→ What this task involves: Copy exactly the line containing "Can you find the church" and all lines after it, through the last line of the material below; omit everything before it.

→ Information shown:
┄┄┄┄┄┄

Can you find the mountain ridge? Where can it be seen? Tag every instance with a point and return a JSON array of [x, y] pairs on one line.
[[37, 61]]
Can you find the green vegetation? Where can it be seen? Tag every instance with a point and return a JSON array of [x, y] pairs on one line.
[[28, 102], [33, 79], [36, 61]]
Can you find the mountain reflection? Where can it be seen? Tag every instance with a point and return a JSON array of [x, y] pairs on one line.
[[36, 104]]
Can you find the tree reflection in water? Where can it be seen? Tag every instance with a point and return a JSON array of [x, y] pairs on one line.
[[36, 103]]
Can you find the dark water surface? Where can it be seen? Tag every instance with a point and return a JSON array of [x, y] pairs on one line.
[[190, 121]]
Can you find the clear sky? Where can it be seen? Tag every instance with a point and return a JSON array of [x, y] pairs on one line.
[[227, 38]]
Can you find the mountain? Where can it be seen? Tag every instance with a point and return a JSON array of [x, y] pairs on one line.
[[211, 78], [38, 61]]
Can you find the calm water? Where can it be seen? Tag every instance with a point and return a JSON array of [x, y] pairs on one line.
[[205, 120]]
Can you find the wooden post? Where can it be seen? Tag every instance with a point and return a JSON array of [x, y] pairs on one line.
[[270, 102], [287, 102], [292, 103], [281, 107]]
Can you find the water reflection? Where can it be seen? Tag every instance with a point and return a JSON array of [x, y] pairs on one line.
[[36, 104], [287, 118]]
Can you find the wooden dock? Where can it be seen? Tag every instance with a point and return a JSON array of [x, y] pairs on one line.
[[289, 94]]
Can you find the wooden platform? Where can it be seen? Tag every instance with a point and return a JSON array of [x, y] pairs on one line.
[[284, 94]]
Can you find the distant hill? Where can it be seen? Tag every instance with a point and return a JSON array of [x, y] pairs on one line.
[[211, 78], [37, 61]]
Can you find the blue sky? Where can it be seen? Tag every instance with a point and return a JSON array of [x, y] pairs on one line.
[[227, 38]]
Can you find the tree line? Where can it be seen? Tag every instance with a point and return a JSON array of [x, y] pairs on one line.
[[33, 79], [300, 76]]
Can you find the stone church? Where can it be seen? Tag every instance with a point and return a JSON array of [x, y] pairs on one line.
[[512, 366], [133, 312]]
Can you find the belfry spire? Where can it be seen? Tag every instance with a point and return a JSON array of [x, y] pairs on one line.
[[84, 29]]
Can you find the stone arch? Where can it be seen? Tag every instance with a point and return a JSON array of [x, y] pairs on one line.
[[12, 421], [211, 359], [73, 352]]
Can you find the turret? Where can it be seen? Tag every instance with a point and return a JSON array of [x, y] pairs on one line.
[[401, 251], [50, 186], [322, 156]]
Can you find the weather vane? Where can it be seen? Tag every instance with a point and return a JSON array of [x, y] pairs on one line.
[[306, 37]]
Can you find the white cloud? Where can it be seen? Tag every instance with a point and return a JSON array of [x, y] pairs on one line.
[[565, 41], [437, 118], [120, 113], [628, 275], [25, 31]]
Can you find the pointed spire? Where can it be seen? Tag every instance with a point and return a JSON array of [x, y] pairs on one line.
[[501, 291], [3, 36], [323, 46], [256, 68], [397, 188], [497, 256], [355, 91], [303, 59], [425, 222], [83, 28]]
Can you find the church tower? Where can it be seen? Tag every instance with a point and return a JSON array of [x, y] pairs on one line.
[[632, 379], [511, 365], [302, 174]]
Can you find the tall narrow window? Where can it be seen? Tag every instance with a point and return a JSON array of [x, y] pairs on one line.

┄┄┄┄┄┄

→ Result of the task:
Can you find the church tower? Where can it be seen? Tag every instance with a point and return a JSON array of [x, y] pairs on one line.
[[632, 379], [511, 365], [302, 174]]
Can you find the tall narrow window? Where can it be seen? Tag every instance with a point and return a JSON array of [x, y] pairs on one line.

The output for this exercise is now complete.